I will do some more tests with various rto.initial values and let you know.
About what you said regarding the transmission of a user HEARTBEAT at the
server: do I get a notification when the address is added to the
association? Because, from what I remember with some tests that I did with
2.6.31 kernel, this notification (SCTP_ADDR_ADDED) as well as
SCTP_ADDR_REMOVED and SCTP_ADDR_MADE_PRIM were not received by my
application (probably because they were not implemented yet). 

Best regards,
George 

-----Original Message-----
From: Vlad Yasevich [mailto:vladislav.yasevich@hp.com] 
Sent: Wednesday, May 26, 2010 5:50 PM
To: Georgios Cheimonidis
Cc: linux-sctp@vger.kernel.org
Subject: Re: Source IP not corresponding to interface



Georgios Cheimonidis wrote:
> Hi!
> 
> I repeated the test once again. The scenario for the attached log is the
> following.
> Client starts with 2 IPv4 addresses on the association (X: wlan and Y:
> 3G). Server has only one address Z. I repeatedly do the following on the
> client side:
> - Remove address X and set Y as peer's (server's) primary (whenever
> address X becomes unavailable).
■ ■ ■
THE PROBLEM
Pick up the SCTP email exchange about source IP addresses and continue it from the point where it stops. The lines that come next were taken from a separate source.

(Items drawn from a data source)
■ ■ ■
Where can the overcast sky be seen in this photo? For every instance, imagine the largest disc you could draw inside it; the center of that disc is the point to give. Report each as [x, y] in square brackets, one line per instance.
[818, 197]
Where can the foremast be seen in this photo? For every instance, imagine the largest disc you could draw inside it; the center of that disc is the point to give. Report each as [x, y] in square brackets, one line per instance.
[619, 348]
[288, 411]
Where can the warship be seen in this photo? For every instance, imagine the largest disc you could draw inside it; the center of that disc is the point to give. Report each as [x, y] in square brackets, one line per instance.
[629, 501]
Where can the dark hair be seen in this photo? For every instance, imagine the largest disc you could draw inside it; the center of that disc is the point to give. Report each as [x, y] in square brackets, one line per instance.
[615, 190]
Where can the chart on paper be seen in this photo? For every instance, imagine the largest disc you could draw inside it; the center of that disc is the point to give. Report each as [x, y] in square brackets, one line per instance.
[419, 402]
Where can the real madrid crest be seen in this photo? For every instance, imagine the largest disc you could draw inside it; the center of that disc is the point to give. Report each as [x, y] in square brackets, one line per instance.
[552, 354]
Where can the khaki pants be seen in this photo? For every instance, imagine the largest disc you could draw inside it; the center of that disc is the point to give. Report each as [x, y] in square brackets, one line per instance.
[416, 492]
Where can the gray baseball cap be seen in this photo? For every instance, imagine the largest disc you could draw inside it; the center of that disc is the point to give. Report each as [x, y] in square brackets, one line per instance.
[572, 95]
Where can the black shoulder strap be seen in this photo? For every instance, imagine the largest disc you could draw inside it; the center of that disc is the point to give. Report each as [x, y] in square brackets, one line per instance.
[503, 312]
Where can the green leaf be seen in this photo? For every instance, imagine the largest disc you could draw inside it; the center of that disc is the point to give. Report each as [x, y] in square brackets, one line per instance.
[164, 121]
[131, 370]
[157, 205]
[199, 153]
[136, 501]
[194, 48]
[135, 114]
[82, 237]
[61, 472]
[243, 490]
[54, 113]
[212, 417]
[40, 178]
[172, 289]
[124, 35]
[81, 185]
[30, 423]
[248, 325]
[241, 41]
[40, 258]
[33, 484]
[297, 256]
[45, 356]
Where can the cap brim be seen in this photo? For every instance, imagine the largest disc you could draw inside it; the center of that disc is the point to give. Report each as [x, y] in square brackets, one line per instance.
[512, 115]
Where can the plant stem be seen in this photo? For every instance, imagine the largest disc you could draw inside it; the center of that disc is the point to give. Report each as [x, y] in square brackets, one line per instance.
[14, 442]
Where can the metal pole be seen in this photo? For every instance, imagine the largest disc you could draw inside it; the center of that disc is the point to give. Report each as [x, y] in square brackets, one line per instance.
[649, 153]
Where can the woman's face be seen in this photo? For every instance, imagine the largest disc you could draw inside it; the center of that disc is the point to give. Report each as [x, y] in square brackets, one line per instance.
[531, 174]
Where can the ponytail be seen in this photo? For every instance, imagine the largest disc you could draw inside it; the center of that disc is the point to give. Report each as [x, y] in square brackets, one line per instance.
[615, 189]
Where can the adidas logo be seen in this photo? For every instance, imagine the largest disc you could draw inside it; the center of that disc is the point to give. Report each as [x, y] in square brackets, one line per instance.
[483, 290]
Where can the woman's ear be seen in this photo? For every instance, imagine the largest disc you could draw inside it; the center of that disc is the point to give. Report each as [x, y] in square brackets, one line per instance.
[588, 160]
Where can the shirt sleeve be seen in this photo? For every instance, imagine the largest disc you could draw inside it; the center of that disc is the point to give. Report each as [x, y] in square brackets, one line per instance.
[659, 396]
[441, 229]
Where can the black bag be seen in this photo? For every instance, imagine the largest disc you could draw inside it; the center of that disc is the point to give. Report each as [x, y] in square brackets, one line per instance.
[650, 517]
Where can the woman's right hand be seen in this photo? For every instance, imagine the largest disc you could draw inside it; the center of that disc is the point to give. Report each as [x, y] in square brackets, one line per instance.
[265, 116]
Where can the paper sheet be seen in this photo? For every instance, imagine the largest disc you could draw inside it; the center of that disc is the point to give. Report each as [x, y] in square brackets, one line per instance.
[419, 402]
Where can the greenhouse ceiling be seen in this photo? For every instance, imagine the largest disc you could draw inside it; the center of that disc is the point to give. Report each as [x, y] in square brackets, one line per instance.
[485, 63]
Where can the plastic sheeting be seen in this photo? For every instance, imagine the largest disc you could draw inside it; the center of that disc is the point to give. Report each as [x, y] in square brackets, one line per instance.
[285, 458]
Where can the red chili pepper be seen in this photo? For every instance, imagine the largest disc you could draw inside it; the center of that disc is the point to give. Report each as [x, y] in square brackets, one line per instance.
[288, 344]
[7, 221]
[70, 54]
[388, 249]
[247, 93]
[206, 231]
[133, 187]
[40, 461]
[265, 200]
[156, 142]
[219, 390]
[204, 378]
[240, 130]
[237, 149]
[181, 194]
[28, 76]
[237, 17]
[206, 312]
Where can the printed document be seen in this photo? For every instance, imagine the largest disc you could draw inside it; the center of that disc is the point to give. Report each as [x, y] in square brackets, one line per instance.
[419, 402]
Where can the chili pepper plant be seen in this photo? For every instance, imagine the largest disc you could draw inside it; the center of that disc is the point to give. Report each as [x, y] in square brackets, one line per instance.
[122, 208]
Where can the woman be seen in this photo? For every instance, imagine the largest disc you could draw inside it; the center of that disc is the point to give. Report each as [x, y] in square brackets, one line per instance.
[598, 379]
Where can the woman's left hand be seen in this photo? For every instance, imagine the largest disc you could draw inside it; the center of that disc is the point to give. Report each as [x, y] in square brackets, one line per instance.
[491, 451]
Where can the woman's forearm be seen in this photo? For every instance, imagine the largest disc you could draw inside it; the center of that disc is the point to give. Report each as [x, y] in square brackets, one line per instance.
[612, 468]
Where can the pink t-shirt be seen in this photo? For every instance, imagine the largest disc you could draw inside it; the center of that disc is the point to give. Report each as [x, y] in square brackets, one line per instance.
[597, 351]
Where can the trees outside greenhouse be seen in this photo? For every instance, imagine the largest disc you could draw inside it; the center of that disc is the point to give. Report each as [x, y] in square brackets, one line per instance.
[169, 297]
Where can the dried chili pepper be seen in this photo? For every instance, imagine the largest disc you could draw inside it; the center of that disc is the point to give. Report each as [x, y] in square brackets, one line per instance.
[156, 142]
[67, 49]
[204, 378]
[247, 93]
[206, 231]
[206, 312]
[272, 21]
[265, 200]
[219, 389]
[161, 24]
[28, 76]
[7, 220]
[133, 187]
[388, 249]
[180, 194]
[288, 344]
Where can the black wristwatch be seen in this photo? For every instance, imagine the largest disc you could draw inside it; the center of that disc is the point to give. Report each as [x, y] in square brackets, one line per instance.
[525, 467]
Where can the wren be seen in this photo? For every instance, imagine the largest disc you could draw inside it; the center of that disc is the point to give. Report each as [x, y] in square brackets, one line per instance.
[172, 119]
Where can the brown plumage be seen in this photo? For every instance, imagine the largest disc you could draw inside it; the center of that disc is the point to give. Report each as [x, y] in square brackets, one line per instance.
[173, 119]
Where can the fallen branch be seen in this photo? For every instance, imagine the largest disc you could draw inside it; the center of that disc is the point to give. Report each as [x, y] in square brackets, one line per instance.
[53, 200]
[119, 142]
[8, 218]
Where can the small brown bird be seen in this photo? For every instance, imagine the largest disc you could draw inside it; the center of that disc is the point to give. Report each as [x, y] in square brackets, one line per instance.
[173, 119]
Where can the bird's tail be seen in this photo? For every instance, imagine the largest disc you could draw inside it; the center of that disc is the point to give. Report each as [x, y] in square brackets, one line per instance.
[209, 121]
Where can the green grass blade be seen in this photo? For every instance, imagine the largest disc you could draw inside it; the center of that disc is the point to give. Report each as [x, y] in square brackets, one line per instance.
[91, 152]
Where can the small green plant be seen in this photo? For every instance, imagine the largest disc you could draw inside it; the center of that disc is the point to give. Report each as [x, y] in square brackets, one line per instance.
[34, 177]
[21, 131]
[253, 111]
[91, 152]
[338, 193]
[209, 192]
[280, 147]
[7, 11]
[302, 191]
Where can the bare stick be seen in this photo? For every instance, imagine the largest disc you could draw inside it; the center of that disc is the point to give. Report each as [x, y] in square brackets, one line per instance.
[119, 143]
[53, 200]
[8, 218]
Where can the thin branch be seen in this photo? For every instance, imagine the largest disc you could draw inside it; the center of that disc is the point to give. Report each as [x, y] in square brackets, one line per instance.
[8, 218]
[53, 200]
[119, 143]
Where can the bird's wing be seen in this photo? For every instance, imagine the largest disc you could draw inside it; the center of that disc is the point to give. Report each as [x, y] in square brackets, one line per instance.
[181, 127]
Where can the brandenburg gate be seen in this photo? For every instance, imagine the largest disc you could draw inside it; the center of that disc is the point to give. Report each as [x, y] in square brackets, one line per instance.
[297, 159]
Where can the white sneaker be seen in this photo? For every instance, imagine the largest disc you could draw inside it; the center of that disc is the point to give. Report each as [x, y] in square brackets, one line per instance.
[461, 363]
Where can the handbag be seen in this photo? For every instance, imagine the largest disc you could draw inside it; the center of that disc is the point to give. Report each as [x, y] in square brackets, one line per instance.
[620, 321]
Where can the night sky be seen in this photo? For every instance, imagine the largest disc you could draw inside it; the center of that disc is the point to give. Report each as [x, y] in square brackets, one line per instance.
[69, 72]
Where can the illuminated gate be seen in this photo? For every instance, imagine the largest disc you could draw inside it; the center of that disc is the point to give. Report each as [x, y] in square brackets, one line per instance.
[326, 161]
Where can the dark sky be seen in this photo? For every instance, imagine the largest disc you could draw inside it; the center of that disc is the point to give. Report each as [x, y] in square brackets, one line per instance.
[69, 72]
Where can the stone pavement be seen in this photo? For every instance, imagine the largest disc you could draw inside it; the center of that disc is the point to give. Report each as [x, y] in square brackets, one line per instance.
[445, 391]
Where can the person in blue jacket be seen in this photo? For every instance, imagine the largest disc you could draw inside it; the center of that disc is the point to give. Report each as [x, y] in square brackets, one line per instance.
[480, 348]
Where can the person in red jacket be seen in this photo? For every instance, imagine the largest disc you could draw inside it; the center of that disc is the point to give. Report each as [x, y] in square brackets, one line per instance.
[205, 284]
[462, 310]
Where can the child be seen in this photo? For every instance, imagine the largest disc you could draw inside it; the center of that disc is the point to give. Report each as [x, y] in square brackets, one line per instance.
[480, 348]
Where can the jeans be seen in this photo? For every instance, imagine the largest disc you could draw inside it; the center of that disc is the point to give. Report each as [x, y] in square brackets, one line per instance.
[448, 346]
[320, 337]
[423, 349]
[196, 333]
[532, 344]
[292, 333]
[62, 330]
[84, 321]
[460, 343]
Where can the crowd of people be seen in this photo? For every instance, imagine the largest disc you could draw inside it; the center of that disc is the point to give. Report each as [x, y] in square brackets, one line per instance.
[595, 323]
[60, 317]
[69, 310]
■ ■ ■
RESPONSE BELOW
> - Add address X and set X as peer's primary (whenever address X becomes
> available).
> The above is repeated 12 times (12 removals and 12 additions of wlan's
> IP address).
> A measurable delay (about 1 second) occured during the #4, #6, #7, #9,
> #10 and #12 addition of address Y. In the remaining cases the delay was
> negligible. This delay was measured on the server side by examining the
> capture from wireshark. On all occasions, it was the time between the
> ASCONF_ACK sent from the server and the first packet sent from the
> client (SACK most of the times) to the server from the wlan's IP address.
> I have disabled debugging messages in my application.

Hi George

Looking at the look (iteration #4), I see lots of traffic at 16:13:16.
Looks like the client gets the ASCONF_ACK for the ADD_IP parameter, and
re-looks up the route to the server.  The route is now
rt_dst:213.ZZZ.ZZZ.ZZZ,
rt_src:192.XXX.XXX.XXX.

It sends the ASCONF for SET_PRIMARY and then doesn't get anything back from
the server until 16:13:17 which is DATA.  Now, the kernel timesamps don't
include milliseconds so it's not really possible to tell how much time has
passed.   So at 16:13:17, there is DATA flow from the server and it triggers
a
SACK.  Looks like there is also a HEARTBEAT.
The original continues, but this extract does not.